◆ What you are asked to do ◆
Return every line of the records below that contains the word "lamp".

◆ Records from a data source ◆

################

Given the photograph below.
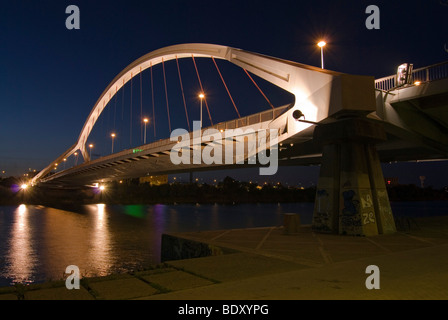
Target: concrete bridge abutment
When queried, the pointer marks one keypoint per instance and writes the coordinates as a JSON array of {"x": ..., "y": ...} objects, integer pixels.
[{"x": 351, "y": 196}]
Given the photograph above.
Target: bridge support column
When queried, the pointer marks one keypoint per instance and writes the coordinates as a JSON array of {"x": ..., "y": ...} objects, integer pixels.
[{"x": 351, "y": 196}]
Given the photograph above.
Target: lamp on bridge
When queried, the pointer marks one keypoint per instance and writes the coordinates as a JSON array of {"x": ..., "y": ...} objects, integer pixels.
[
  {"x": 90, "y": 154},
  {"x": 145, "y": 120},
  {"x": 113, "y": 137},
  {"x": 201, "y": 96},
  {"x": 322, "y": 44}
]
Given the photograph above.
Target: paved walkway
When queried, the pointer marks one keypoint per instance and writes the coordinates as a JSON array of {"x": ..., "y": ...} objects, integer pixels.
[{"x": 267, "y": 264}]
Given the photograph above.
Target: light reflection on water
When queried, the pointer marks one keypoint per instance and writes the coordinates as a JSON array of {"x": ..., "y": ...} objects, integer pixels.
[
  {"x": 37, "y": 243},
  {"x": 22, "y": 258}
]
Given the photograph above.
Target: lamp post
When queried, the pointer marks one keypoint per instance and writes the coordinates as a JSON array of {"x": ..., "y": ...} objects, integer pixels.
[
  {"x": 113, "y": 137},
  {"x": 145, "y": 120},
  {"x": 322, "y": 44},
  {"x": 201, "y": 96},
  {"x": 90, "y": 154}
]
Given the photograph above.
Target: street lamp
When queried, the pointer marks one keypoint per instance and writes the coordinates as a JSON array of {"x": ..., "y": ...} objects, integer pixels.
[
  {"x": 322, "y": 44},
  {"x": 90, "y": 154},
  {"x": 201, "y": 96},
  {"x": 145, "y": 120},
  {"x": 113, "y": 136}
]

################

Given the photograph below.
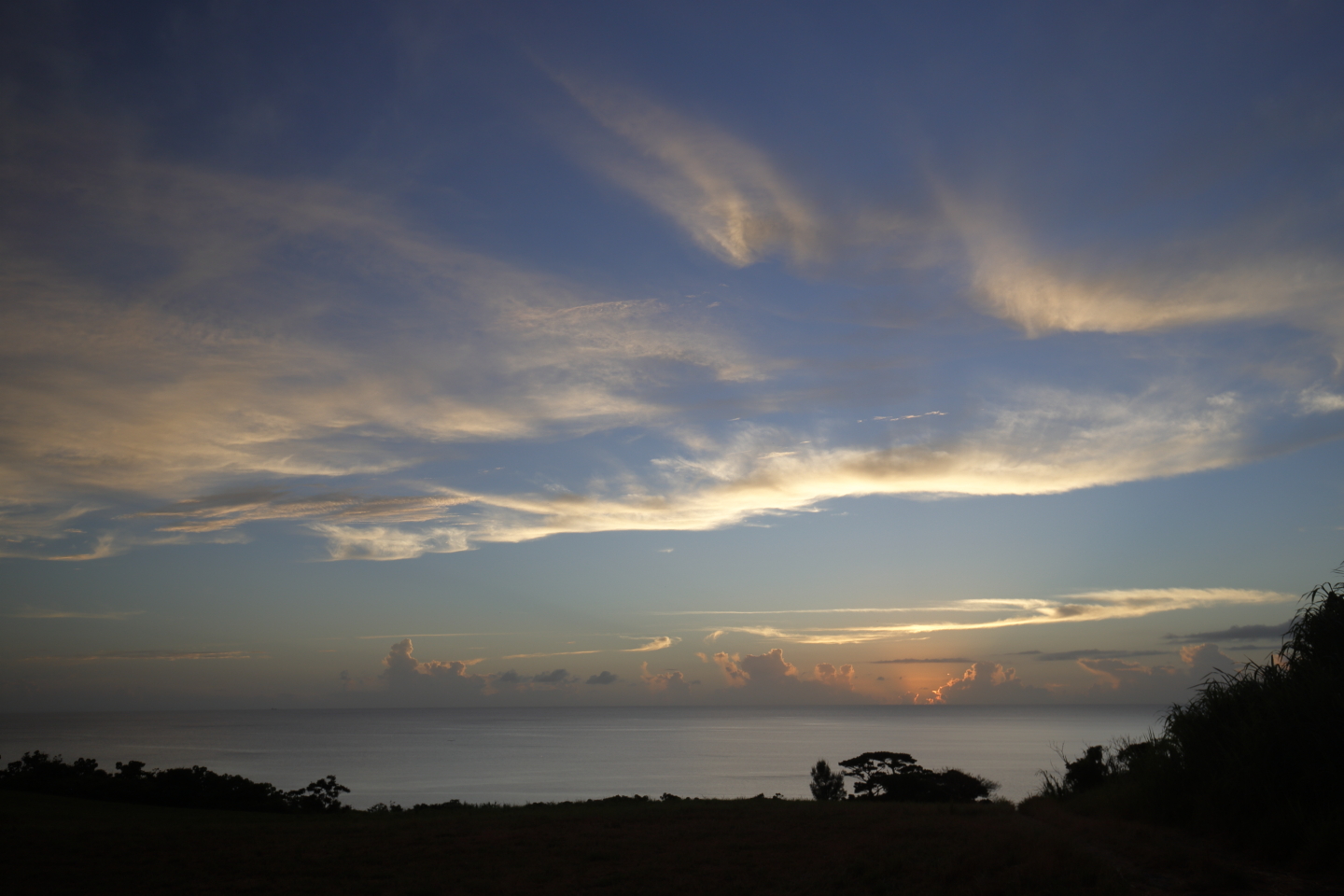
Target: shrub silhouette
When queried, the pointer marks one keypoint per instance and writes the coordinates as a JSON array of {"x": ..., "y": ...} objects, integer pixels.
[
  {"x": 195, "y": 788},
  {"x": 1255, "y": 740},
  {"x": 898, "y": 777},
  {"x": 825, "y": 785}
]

################

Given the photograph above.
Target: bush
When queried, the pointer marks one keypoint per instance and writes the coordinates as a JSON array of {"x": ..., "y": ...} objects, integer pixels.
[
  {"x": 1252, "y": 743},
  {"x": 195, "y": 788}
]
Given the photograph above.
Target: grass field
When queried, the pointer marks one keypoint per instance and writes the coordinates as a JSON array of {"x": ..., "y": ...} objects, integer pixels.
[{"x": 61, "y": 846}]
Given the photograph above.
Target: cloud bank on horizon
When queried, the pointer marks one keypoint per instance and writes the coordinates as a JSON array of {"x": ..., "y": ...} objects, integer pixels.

################

◆ Complete output ◆
Target: lamp on bridge
Target: lamp post
Target: street lamp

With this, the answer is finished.